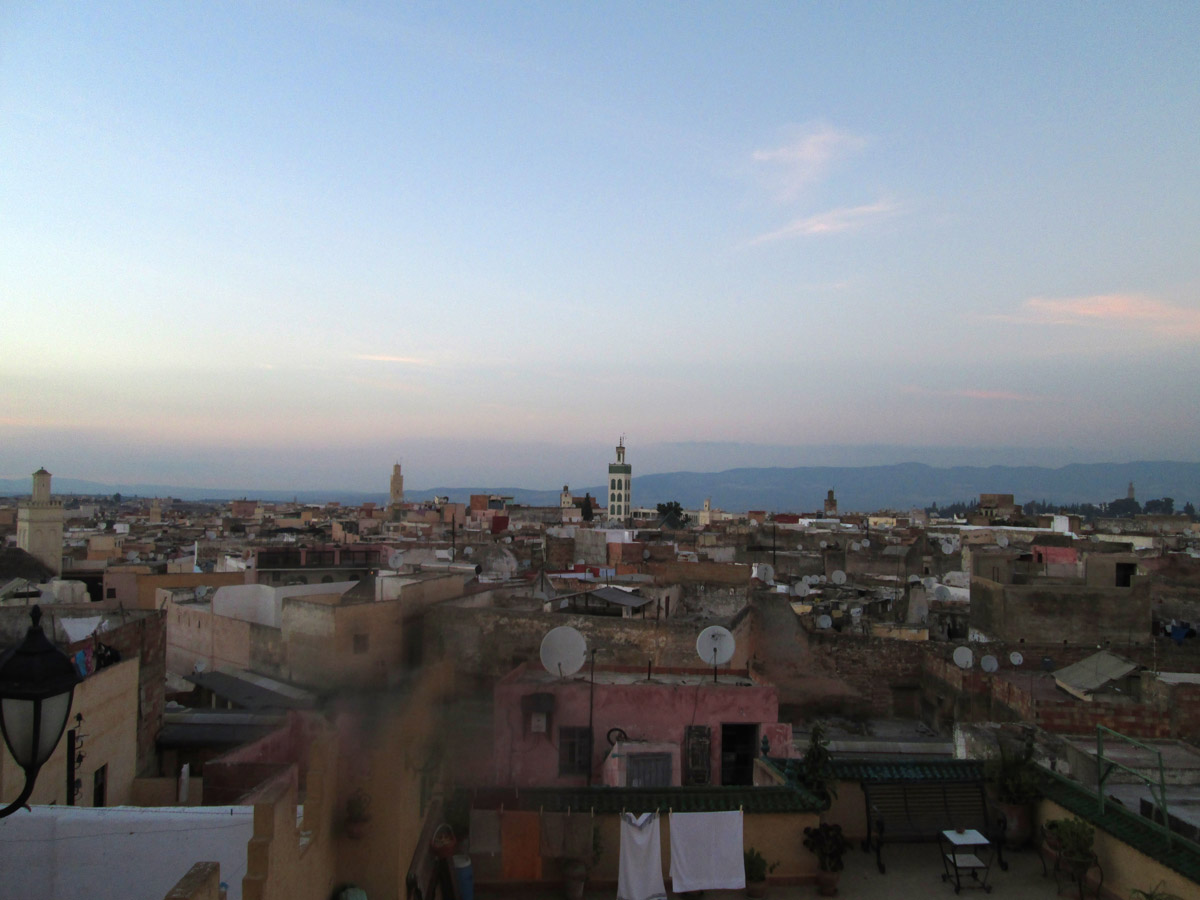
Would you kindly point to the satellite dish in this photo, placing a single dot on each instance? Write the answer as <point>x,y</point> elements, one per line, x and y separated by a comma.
<point>563,651</point>
<point>715,646</point>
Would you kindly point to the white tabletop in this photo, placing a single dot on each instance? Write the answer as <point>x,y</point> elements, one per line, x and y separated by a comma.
<point>970,838</point>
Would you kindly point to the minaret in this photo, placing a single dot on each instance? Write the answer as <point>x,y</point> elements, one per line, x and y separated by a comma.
<point>621,485</point>
<point>40,523</point>
<point>396,495</point>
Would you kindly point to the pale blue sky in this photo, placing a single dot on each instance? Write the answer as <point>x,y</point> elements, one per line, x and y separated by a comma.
<point>293,241</point>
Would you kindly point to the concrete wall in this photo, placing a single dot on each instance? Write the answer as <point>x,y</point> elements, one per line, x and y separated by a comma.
<point>1083,615</point>
<point>647,712</point>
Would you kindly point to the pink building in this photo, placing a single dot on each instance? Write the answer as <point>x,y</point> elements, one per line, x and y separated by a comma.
<point>678,727</point>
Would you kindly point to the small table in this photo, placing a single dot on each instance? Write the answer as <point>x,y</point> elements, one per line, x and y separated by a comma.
<point>963,852</point>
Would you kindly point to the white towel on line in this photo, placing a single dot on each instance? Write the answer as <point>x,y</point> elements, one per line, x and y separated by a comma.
<point>640,869</point>
<point>706,851</point>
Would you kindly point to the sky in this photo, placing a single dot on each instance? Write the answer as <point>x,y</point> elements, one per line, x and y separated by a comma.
<point>287,244</point>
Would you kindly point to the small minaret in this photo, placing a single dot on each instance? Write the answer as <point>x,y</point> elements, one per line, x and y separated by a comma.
<point>396,495</point>
<point>621,485</point>
<point>40,523</point>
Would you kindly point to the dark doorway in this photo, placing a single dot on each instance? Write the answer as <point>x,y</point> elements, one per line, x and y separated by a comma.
<point>737,754</point>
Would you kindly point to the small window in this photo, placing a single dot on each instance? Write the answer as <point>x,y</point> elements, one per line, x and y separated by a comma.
<point>574,751</point>
<point>100,786</point>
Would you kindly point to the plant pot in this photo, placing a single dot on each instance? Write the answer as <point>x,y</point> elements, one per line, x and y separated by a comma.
<point>1019,823</point>
<point>827,883</point>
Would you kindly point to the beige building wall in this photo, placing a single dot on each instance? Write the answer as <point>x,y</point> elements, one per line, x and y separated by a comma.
<point>108,702</point>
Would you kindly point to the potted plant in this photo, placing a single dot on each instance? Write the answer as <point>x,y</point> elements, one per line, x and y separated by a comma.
<point>757,869</point>
<point>816,766</point>
<point>1073,839</point>
<point>358,814</point>
<point>1018,787</point>
<point>829,845</point>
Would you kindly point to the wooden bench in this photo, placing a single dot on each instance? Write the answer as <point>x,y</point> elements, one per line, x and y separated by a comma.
<point>900,811</point>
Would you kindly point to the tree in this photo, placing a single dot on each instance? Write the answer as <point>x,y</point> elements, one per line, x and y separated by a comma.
<point>672,515</point>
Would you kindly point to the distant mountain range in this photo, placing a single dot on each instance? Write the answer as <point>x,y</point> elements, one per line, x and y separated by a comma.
<point>858,489</point>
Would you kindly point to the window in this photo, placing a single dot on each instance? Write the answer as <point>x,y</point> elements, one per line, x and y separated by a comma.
<point>99,785</point>
<point>574,751</point>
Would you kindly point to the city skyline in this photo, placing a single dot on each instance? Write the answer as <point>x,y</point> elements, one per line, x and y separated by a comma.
<point>292,240</point>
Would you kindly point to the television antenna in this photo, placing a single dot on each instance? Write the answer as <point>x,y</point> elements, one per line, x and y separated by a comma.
<point>563,651</point>
<point>715,646</point>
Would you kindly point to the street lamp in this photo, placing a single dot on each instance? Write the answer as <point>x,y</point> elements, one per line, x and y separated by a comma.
<point>36,684</point>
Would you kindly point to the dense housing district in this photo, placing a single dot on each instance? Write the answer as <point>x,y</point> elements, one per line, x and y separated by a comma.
<point>285,700</point>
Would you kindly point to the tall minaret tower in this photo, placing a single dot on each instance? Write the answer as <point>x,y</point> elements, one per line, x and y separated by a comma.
<point>396,496</point>
<point>621,485</point>
<point>40,523</point>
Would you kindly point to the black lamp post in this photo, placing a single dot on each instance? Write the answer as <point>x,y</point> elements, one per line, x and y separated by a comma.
<point>36,684</point>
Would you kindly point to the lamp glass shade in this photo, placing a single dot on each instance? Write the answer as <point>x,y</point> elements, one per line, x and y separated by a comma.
<point>30,749</point>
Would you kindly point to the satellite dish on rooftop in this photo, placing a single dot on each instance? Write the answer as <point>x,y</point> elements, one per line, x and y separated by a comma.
<point>563,651</point>
<point>715,646</point>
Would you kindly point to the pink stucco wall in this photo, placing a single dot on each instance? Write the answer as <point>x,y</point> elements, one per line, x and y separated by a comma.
<point>649,712</point>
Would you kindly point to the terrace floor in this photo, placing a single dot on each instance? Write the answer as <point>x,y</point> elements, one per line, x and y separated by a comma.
<point>913,870</point>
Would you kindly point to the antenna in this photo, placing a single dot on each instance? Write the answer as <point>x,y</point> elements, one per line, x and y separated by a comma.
<point>563,651</point>
<point>715,646</point>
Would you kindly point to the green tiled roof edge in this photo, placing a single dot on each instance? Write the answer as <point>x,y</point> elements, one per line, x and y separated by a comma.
<point>1123,825</point>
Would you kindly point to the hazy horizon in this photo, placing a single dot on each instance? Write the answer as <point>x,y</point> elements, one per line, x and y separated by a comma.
<point>291,243</point>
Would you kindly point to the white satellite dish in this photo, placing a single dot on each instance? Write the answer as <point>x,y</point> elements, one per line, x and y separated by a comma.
<point>563,651</point>
<point>715,646</point>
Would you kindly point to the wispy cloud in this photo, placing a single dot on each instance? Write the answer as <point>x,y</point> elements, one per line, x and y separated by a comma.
<point>835,221</point>
<point>807,157</point>
<point>969,394</point>
<point>385,358</point>
<point>1125,311</point>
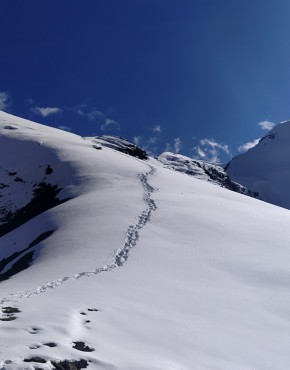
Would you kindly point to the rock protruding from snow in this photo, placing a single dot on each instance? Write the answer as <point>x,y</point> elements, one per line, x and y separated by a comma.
<point>202,170</point>
<point>122,145</point>
<point>265,168</point>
===
Could you put the lines of the data into a JSON list of strings, one string per line with blank lines left out, starting at the line that contains "Would you kindly point to the white tabletop" and ending at the line that contains "<point>647,712</point>", both included?

[
  "Would you kindly point to the white tabletop in this photo, placing a single dot on each instance? Write the answer as <point>x,y</point> elements, one per line, x and y separated by a comma.",
  "<point>970,838</point>",
  "Would you kindly point to the minaret in this photo, placing a single dot on each instance? Write the answer as <point>x,y</point> elements, one per line, x and y separated by a comma.",
  "<point>621,485</point>",
  "<point>40,523</point>",
  "<point>396,495</point>",
  "Would you kindly point to the pale blue sky in this photo, placing a single dot on each instance? Write the answer as <point>x,y</point> elements, one per line, x and y separated by a comma.",
  "<point>293,241</point>",
  "Would you kindly point to the concrete wall in this photo, placing a single dot on each instance? Write the answer as <point>x,y</point> elements, one per line, x and y separated by a comma.",
  "<point>1083,615</point>",
  "<point>647,712</point>"
]